Please return each of the entries that follow, unchanged in every word.

---------- Data for this exercise ----------

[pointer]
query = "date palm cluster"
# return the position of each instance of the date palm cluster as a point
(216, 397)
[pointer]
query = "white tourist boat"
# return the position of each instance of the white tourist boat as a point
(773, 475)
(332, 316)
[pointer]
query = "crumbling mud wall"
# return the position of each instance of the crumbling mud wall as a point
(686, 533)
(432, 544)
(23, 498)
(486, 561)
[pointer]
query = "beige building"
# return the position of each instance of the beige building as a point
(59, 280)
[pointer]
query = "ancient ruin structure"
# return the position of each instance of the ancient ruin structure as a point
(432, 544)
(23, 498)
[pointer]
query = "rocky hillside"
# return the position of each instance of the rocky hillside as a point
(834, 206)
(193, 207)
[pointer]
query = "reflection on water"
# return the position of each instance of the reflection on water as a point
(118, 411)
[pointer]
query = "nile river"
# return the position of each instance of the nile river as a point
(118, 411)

----------

Result →
[pointer]
query = "date palm cluster"
# return the position of each instance of the date palm cluster as a point
(216, 397)
[pointer]
query = "white tourist boat"
# return the position of each instance of the white tourist boat as a point
(773, 475)
(332, 316)
[pointer]
query = "crumbling mud wall"
# return the position of each instance of the crumbling mud wall as a point
(686, 533)
(432, 544)
(23, 498)
(486, 561)
[pointer]
query = "beige building"
# return the position of each instance of the beige building as a point
(59, 280)
[pointer]
query = "ancient ruin structure"
# return the position of each instance of the ancient ruin structure as a point
(432, 544)
(23, 498)
[pointer]
query = "rocky hillside"
# return the position of each instance of the rocky hillside as a point
(834, 206)
(193, 207)
[pointer]
query = "reflection on water"
# return the position of each instance of the reflection on water as a point
(118, 411)
[pointer]
query = "nile river"
# return the position of each instance of the nile river as a point
(118, 411)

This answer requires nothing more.